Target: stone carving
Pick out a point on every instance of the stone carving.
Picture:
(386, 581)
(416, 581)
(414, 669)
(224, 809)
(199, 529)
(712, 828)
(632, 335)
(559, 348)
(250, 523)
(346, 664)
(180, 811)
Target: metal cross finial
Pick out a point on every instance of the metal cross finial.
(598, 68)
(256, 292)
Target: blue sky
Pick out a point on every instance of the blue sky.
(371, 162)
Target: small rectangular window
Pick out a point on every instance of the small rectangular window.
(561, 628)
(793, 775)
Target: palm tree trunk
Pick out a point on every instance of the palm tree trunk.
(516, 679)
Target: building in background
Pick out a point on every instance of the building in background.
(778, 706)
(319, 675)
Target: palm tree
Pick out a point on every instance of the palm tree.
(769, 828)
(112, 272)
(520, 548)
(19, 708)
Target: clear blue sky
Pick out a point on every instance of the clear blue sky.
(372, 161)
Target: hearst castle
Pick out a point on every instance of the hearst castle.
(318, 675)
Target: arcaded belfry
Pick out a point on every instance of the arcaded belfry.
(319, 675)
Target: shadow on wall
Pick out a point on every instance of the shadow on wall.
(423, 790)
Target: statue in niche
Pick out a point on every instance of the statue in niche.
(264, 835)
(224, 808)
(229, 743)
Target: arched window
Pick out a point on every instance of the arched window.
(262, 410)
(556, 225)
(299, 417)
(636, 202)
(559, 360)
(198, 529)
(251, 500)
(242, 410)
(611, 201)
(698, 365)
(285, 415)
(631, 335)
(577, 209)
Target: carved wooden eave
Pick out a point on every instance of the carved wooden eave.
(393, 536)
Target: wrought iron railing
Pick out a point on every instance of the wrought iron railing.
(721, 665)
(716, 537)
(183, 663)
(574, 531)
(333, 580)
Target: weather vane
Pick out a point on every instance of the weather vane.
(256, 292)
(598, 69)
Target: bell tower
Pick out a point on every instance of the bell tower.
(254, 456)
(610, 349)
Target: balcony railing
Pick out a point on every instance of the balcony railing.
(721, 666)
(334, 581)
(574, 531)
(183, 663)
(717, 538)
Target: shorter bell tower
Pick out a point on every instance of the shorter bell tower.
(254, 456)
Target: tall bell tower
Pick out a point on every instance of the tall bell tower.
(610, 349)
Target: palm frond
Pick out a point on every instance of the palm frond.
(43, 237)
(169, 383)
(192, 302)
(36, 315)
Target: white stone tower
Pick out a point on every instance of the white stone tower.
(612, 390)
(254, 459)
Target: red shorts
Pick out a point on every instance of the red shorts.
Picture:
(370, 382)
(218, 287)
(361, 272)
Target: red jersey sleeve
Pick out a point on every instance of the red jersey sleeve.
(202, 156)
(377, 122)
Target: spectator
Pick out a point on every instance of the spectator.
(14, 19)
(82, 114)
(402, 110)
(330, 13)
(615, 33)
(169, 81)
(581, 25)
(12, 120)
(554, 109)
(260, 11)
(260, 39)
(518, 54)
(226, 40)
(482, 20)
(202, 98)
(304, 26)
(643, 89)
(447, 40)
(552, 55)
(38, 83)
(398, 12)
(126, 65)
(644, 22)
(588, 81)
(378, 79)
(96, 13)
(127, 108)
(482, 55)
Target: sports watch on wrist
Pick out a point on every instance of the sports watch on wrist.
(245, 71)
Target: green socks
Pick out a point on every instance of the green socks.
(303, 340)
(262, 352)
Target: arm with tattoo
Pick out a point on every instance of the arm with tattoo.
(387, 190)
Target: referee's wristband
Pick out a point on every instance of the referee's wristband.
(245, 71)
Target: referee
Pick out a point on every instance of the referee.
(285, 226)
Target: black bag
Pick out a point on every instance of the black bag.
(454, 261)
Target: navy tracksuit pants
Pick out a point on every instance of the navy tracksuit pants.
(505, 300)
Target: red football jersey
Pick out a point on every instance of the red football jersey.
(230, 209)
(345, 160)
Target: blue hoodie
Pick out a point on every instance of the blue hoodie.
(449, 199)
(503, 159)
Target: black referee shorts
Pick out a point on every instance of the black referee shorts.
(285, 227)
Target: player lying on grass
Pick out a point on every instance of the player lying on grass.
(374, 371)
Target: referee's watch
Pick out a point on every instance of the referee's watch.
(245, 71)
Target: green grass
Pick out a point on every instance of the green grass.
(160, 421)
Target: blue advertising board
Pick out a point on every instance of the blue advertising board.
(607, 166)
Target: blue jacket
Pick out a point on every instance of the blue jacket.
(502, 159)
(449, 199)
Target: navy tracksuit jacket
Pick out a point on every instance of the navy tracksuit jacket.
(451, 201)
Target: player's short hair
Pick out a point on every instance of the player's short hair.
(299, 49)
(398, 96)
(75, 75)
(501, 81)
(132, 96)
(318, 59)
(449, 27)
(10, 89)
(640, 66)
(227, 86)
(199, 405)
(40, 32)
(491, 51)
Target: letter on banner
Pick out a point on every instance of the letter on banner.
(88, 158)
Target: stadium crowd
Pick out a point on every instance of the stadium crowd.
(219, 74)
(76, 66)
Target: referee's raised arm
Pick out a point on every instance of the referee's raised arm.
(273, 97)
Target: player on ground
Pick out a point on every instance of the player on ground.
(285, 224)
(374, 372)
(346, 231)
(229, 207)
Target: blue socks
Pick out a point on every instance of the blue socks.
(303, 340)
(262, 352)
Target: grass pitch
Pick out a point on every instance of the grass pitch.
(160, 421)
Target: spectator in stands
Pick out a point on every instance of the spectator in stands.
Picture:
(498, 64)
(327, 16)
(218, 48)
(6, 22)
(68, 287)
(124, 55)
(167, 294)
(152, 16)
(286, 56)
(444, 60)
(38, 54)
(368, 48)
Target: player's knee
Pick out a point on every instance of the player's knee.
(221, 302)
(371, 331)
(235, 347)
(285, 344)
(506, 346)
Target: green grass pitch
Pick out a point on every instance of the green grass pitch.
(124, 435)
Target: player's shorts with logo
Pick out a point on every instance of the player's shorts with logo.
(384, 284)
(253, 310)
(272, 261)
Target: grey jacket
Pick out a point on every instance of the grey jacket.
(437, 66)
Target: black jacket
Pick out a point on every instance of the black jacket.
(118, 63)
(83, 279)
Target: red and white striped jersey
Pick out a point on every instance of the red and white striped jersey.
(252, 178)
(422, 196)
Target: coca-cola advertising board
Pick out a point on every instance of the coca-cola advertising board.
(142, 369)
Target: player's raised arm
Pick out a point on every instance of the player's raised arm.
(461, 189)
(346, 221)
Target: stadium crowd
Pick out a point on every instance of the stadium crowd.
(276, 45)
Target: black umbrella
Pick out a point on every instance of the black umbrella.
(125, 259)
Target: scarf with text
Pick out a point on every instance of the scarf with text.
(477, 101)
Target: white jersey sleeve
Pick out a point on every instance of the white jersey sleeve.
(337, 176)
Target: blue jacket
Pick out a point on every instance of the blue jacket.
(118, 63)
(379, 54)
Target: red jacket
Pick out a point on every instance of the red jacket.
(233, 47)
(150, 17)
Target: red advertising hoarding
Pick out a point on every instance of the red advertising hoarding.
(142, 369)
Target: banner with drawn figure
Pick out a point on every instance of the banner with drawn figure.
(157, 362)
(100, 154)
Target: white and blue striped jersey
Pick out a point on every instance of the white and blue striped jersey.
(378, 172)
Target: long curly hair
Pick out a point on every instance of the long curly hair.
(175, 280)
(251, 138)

::::::

- [TASK DESCRIPTION]: Word for word, restate only the lines from the one containing "Target: white and blue striped jersey" through the last line of the entries, with both ends kept.

- [ANSWER TO THIS TASK]:
Target: white and blue striped jersey
Pick out a point on every instance of the white and blue striped jersey.
(378, 172)
Target: long curly hair
Pick out a point on every instance of the long curly hair.
(175, 280)
(251, 138)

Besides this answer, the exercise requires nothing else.